# [Provided passage]

Segment Open

At what point during translation do proteins fold? It is well established that proteins can fold cotranslationally outside the ribosome exit tunnel, whereas studies of folding inside the exit tunnel have so far detected only the formation of helical secondary structure and collapsed or partially structured folding intermediates. Here, using a combination of cotranslational nascent chain force measurements, inter-subunit fluorescence resonance energy transfer studies on single translating ribosomes, molecular dynamics simulations, and cryoelectron microscopy, we show that a small zinc-finger domain protein can fold deep inside the vestibule of the ribosome exit tunnel. Thus, for small protein domains, the ribosome itself can provide the kind of sheltered folding environment that chaperones provide for larger proteins.
Cotranslational folding is studied by arrest-peptide-mediated force measurements
Single-molecule measurements show that a pulling force prevents ribosome stalling
A ribosome-tethered zinc-finger domain is visualized by cryo-EM (electron microscopy)

Segment Closed

# [Exercise brief]
Reproduce the passage on protein folding inside the ribosome exit tunnel word for word, from the opening question through the final heading.

# [Record extracts]
Segment Open

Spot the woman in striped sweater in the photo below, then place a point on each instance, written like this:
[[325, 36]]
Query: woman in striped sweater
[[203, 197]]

Segment Closed
Segment Open

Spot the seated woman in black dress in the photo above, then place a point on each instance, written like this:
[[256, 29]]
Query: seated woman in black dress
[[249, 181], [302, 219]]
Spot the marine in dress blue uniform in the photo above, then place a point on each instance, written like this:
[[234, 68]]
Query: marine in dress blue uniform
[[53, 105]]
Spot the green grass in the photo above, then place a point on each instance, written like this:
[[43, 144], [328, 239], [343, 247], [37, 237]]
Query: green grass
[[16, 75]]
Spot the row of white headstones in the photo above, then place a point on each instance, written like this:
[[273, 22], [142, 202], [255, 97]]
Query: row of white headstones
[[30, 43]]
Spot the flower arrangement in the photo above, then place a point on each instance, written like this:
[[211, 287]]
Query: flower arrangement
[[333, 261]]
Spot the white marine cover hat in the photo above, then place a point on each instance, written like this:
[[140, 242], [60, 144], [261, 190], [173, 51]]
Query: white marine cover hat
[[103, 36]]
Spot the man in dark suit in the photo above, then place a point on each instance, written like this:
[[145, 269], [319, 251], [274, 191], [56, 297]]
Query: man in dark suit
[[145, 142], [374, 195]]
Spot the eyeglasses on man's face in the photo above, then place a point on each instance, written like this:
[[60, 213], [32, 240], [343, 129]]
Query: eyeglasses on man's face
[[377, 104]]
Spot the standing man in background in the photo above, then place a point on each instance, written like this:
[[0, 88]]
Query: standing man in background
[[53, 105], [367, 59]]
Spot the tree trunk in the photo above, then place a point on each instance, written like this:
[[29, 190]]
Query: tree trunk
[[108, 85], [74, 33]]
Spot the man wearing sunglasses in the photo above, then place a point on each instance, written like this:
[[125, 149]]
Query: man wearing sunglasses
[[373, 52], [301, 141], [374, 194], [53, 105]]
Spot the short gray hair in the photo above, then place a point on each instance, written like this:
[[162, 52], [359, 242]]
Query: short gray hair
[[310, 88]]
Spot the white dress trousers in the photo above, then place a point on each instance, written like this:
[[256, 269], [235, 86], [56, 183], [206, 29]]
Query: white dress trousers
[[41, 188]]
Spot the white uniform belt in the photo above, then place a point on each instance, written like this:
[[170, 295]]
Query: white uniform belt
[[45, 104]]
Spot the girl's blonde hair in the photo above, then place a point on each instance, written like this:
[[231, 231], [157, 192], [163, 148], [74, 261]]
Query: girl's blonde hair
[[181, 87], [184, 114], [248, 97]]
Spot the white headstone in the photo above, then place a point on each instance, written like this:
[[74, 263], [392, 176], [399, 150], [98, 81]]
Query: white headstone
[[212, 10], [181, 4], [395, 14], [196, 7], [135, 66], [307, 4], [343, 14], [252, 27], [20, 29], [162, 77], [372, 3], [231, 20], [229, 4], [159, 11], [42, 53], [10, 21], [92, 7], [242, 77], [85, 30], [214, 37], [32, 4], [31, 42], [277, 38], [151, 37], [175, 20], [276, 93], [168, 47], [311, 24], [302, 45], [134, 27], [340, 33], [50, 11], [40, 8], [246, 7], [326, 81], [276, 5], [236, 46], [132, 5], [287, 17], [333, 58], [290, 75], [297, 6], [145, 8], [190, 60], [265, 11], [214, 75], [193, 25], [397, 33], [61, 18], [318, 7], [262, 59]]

Segment Closed
Segment Open

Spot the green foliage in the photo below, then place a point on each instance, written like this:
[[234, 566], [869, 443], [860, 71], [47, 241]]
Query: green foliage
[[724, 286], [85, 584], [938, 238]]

Segment Closed

# [Answer below]
At what point during translation do proteins fold? It is well established that proteins can fold cotranslationally outside the ribosome exit tunnel, whereas studies of folding inside the exit tunnel have so far detected only the formation of helical secondary structure and collapsed or partially structured folding intermediates. Here, using a combination of cotranslational nascent chain force measurements, inter-subunit fluorescence resonance energy transfer studies on single translating ribosomes, molecular dynamics simulations, and cryoelectron microscopy, we show that a small zinc-finger domain protein can fold deep inside the vestibule of the ribosome exit tunnel. Thus, for small protein domains, the ribosome itself can provide the kind of sheltered folding environment that chaperones provide for larger proteins.
Cotranslational folding is studied by arrest-peptide-mediated force measurements
Single-molecule measurements show that a pulling force prevents ribosome stalling
A ribosome-tethered zinc-finger domain is visualized by cryo-EM (electron microscopy)